> **The request**:
Put every line of the records below into a numbered list, leaving out blank lines and the pictures.

* Begin Record list *

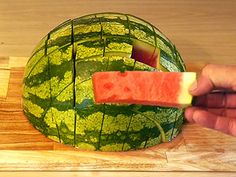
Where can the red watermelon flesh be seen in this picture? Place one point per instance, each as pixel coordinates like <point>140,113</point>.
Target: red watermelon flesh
<point>146,53</point>
<point>169,89</point>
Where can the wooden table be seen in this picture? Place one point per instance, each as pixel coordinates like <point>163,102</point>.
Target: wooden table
<point>203,31</point>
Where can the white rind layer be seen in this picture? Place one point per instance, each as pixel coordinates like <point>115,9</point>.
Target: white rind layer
<point>188,78</point>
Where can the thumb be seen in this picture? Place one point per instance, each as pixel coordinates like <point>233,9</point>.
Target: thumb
<point>214,77</point>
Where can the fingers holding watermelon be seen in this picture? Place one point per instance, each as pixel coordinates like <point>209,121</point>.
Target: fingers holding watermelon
<point>215,104</point>
<point>215,77</point>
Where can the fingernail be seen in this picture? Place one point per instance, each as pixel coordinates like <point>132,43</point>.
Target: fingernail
<point>193,86</point>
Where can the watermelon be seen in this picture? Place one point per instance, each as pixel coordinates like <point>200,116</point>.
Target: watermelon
<point>58,93</point>
<point>168,89</point>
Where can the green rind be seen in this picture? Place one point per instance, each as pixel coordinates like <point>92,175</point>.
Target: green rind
<point>65,111</point>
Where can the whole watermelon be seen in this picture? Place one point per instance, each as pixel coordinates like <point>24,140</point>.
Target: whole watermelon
<point>58,94</point>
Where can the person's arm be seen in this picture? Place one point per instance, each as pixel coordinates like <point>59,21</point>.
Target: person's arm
<point>215,92</point>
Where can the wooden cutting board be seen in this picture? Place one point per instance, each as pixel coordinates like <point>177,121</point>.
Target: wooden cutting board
<point>24,148</point>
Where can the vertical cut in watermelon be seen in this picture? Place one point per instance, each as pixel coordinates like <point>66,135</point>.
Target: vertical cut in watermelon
<point>146,53</point>
<point>169,89</point>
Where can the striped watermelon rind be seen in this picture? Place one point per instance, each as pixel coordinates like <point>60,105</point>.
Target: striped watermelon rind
<point>58,96</point>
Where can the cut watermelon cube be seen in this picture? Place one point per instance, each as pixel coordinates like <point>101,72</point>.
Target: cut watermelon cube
<point>168,89</point>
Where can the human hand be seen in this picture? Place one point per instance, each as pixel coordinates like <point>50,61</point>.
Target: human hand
<point>215,109</point>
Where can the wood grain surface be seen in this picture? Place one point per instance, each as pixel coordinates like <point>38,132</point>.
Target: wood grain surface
<point>203,31</point>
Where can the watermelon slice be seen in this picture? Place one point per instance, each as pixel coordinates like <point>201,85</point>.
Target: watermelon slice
<point>169,89</point>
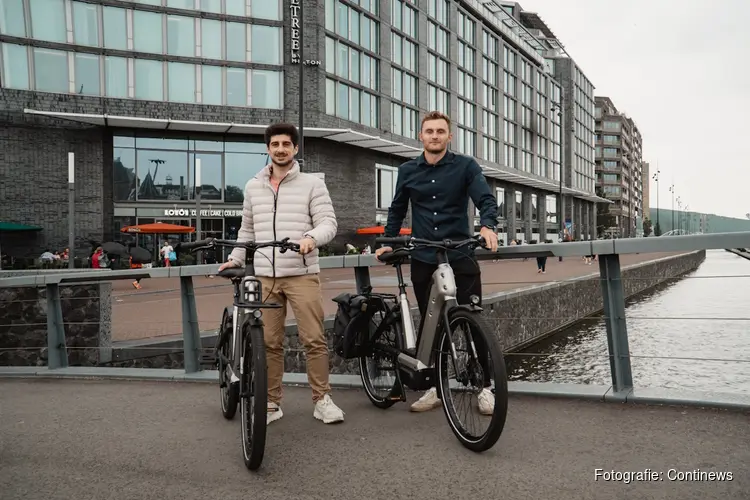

* End Record list *

> **Response to the task**:
1. Where can the red watermelon flesh be seen in this picture? Place one point per instance, each as pixel coordinates like <point>140,113</point>.
2. Target: red watermelon flesh
3. <point>146,53</point>
4. <point>169,89</point>
5. Where can the wooden table be seen in this picture? Place one point per instance, each as pixel coordinates like <point>163,102</point>.
6. Target: wooden table
7. <point>203,31</point>
8. Where can the white rind layer be seen in this picture? Place one point per instance, each as pixel coordinates like <point>115,9</point>.
9. Target: white rind layer
10. <point>188,78</point>
11. Where can the thumb be seen in this picture? Place one point per instance, each as pixel coordinates like <point>233,9</point>.
12. Target: thumb
13. <point>214,77</point>
14. Where can the fingers holding watermelon be seen in this picture? Place one point per instance, each as pixel coordinates like <point>209,121</point>.
15. Target: fingers holding watermelon
16. <point>215,104</point>
17. <point>215,77</point>
18. Where can the fingernail be seen in this picture? Place one point per instance, each as pixel coordinates like <point>132,43</point>.
19. Target: fingernail
20. <point>193,86</point>
21. Where can the watermelon be seen in this picture? Place one point per instance, each as pixel coordinates like <point>200,116</point>.
22. Target: watermelon
23. <point>58,93</point>
24. <point>168,89</point>
25. Where can the green rind be seen in this picture? Place one point per instance, each as pixel coordinates like <point>92,175</point>.
26. Target: green rind
27. <point>65,111</point>
28. Where can the whole watermelon be seen in this picture? Place one point per instance, each as pixel coordinates like <point>24,140</point>.
29. Target: whole watermelon
30. <point>58,94</point>
31. Where can the person's arm be seen in this picture? Place one point per instance, each as pixel coordinates like <point>59,21</point>.
32. Target: person's arm
33. <point>215,92</point>
34. Where can the wooden cutting board be seen in this picture? Place one point per instance, each as pixel coordinates like <point>177,121</point>.
35. Target: wooden cutting board
36. <point>24,148</point>
37. Where can the vertical cut in watermelon be seen in this picture? Place one point per instance, each as pixel coordinates like <point>66,135</point>.
38. Target: vertical cut in watermelon
39. <point>146,53</point>
40. <point>169,89</point>
41. Where can the striped watermelon rind be seen in this picture? Place one point per instance, each as pixel coordinates like <point>60,105</point>.
42. Target: striped watermelon rind
43. <point>58,96</point>
44. Where can the cut watermelon cube be seen in this picture? Place one point per instance, each as pixel coordinates like <point>101,72</point>.
45. Target: cut watermelon cube
46. <point>168,89</point>
47. Where can the human hand be seen in this picture? Place one point per instance, each as pixel coordinates like <point>50,61</point>.
48. Target: human hand
49. <point>215,109</point>
50. Where can the wood grain surface be seen in this picture? Place one point per instance, each as pixel coordinates like <point>38,132</point>.
51. Target: wood grain surface
52. <point>203,31</point>
53. Where can the watermelon slice be seen in this picture? Place one point per instance, each as pixel coordinates like <point>201,85</point>.
54. Target: watermelon slice
55. <point>169,89</point>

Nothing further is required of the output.